WHAT IS REQUIRED - Please explain, in one to three sentences, why the ovalbumin abstract below concludes that the mixed disulfide group at Cys367 is inaccessible.

TEXT BLOCK -
****

Highly ordered molten globule-like state of ovalbumin at acidic pH: native-like fragmentation by protease and selective modification of Cys367 with dithiodipyridine.

Structural characteristics of ovalbumin at acidic pH were investigated by a variety of analytical approaches. At pH 2.2, the protein appeared to assume a partially denatured, molten globule-like conformation as evaluated by the binding of a hydrophobic probe, anilino-1-naphthalene-8-sulfonate. The protein was, however, resistant to proteolysis with pepsin under conditions in which the urea-denatured form was extensively hydrolyzed. Furthermore, under more drastic proteolytic conditions, the acid ovalbumin was specifically proteolyzed at the N-terminal site of Ala351, which is located in close proximity to the canonical serpin cleavage site Ala352-Ser353 that is known to be the cleavage site at neutral pH with subtilisin and elastase in native ovalbumin. Among the four cysteine residues (Cys11, Cys30, Cys367, and Cys382), which are all known to be buried in the native ovalbumin molecule, only Cys367 was specifically modified with 2,2'-dithiodipyridine, generating a mixed-disulfide protein derivative. Upon incubation of the derivative with a high concentration of L-cysteine, the thiopyridine mixed disulfide did not undergo any bimolecular exchange reaction with the thiol in the absence of an added denaturant, indicating that the mixed disulfide group is inaccessible. The far-UV CD spectra indicated that the native secondary structure is retained in either the modified or non-modified protein; but as evaluated by the near-UV CD spectra, the asymmetric nature of aromatic side chains in the non-modified ovalbumin and of the mixed-disulfide group in the modified protein was almost lost at pH 2.2. These results are consistent with a highly ordered molten globule-like state for OVA at pH 2.2, in which side chains, but not the backbone chain, significantly fluctuate.

****

STUDY MATERIAL -
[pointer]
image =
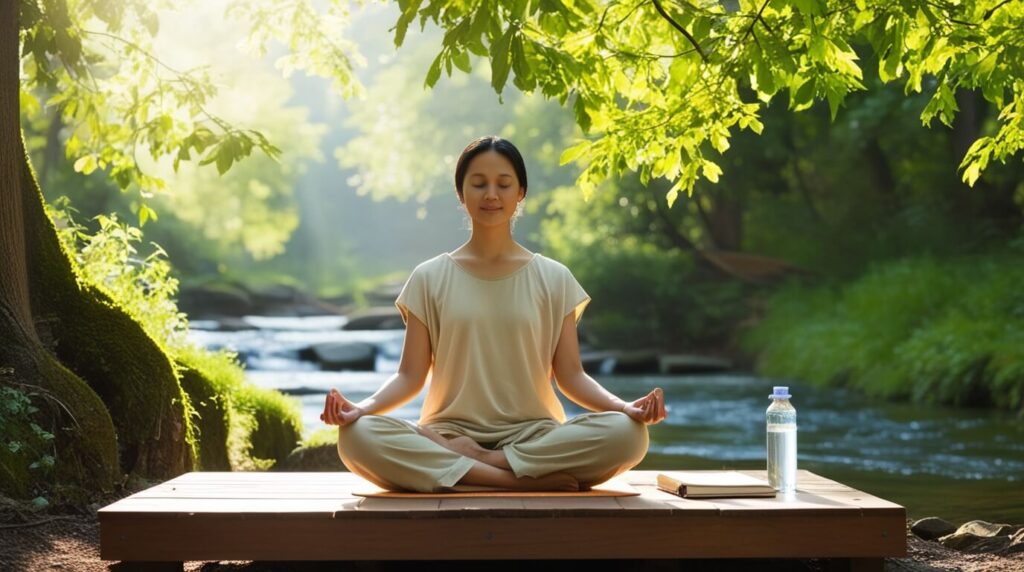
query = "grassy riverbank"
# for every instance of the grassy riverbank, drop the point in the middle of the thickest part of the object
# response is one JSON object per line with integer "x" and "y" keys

****

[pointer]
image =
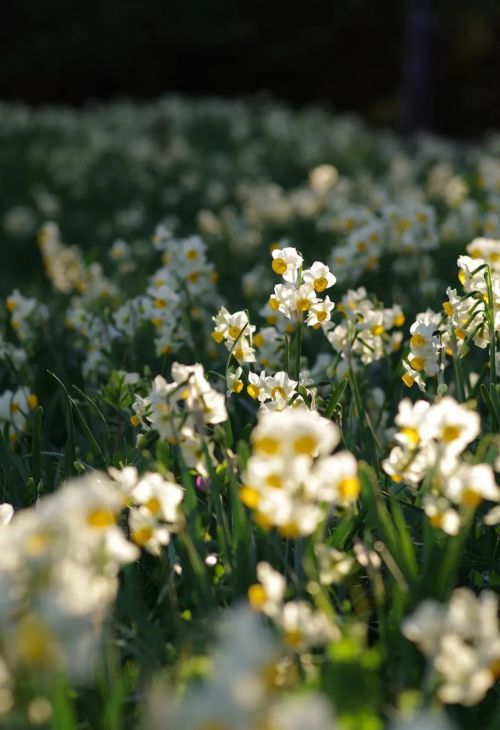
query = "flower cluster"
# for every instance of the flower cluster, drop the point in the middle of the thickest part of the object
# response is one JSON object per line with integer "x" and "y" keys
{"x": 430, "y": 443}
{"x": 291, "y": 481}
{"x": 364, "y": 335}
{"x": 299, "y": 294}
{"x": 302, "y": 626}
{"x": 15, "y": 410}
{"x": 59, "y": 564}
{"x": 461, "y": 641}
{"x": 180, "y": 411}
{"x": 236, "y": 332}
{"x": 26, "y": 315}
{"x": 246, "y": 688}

****

ANSWER - When the modified protein was incubated with a high concentration of L-cysteine without an added denaturant, the thiopyridine mixed disulfide underwent no bimolecular exchange reaction with the thiol. This lack of exchange indicated that the group is inaccessible.